* **Passage provided**
# # # #

The investigation involved claims against ex-Bishop Michael Bransfield , who resigned last year. A team of investigators determined the sexual harassment accusations against Bransfield were credible, said Wheeling-Charleston Diocese Archbishop William Lori, who released the report.

It found no conclusive evidence that Bransfield engaged in any sexual misconduct involving minors, he said.

The investigation also determined Bransfield misused church funds for his own benefit, Lori said.

No one responded to a telephone message left at a phone number listed for Bransfield. He also had been implicated in a 2012 case involving Philadelphia priests accused of sexual abuse, but he denied abusing anyone in that case.

"I am deeply pained by and sorry for the harm that the former bishop caused to those he was charged with shepherding," Lori said in a letter released by the diocese. "There is no excuse, nor adequate explanation, that will satisfy the troubling question of how his behavior was allowed to continue for as long as it did without the accountability that we must require of those who have been entrusted with so much."

According to the investigation, Bransfield also misused church funds, spending them on dining, liquor, gifts, personal travel and luxury items. The full amount was not disclosed, but Lori said he himself had received a total of $7,500 in financial gifts from Bransfield.

The archbishop said he has returned all of the money to the diocese "in light of what I have come to learn of Bishop Bransfield's handling of diocesan finances," and has asked that it be donated to Catholic Charities.

# # # #

* **Data rows**
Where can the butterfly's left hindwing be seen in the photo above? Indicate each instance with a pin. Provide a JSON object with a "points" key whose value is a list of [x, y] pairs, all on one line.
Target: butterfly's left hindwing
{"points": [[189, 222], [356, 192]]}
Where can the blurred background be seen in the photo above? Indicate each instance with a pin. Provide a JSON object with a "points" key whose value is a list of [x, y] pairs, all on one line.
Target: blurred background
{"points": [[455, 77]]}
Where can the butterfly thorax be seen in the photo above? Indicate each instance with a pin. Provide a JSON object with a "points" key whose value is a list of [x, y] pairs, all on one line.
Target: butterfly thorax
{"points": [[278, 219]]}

# # # #

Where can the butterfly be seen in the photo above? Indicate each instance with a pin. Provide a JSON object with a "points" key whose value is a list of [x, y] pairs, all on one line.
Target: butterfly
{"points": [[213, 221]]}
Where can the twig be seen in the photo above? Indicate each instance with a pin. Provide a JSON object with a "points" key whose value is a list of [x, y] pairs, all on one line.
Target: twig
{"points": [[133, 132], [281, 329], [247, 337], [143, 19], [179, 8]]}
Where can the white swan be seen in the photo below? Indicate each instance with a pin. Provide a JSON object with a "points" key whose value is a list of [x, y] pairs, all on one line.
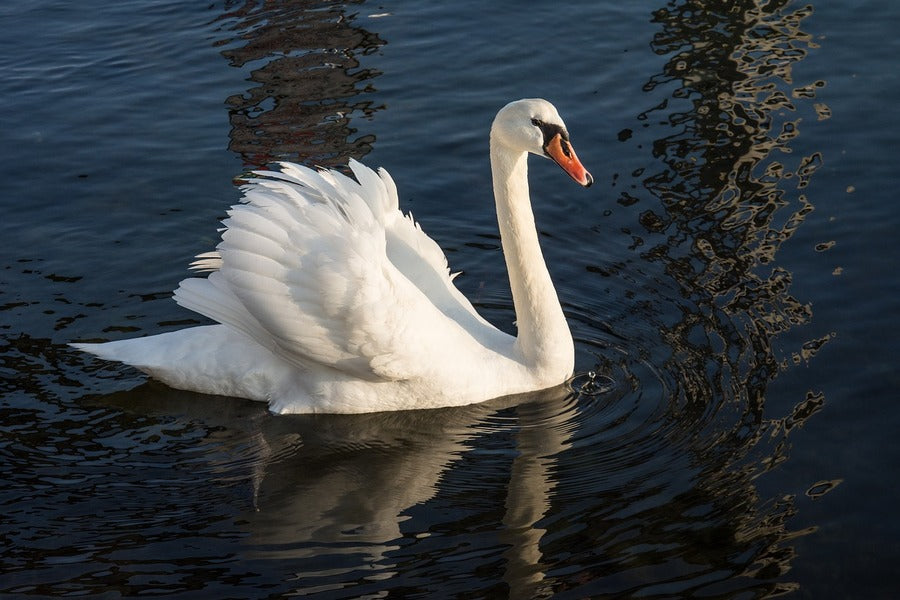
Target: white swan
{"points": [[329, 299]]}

# # # #

* **Set exercise 1**
List every item on which, according to the article on the Bransfield investigation, Bransfield spent church funds.
* **Set exercise 2**
For each statement, say whether the article on the Bransfield investigation supports it (yes or no), and quote the words that decide it: (a) The investigation found conclusive evidence that Bransfield engaged in sexual misconduct involving minors. (b) Lori received a total of $7,500 in financial gifts from Bransfield. (c) Lori asked that the money he returned be donated to Catholic Charities.
* **Set exercise 3**
Write the next part of the article on the Bransfield investigation, continuing after its final sentence.
The records have nothing to do with the article on the Bransfield investigation.

* **Task answer 1**
dining, liquor, gifts, personal travel, luxury items

* **Task answer 2**
(a) No: "It found no conclusive evidence that Bransfield engaged in any sexual misconduct involving minors"
(b) Yes: "he himself had received a total of $7,500 in financial gifts from Bransfield"
(c) Yes: "has asked that it be donated to Catholic Charities."

* **Task answer 3**
In addition, Bransfield made expensive renovations to his private residences in Wheeling and Charleston, along with his intended retirement residence, Lori said.

The team of investigators comprised five lay investigators, both Catholic and non-Catholic, Lori said. The completed investigation has been sent to the Holy See for final judgment.

Catholic Church officials in March imposed ministerial restrictions on Bransfield, who resigned in September after serving 14 years as the diocese's bishop. The Vatican appointed Lori, the archbishop of Baltimore, to take over.

West Virginia Attorney General Patrick Morrisey filed a lawsuit in March accusing the diocese and Bransfield of knowingly employing pedophiles and failing to conduct adequate background checks on camp and school workers.

In a statement Wednesday, Morrisey called for the release of the diocese's full investigation.

Last month the diocese released the names of additional priests who have been credibly accused of child sexual abuse, bringing to 40 the number of accused priests or deacons who served in West Virginia.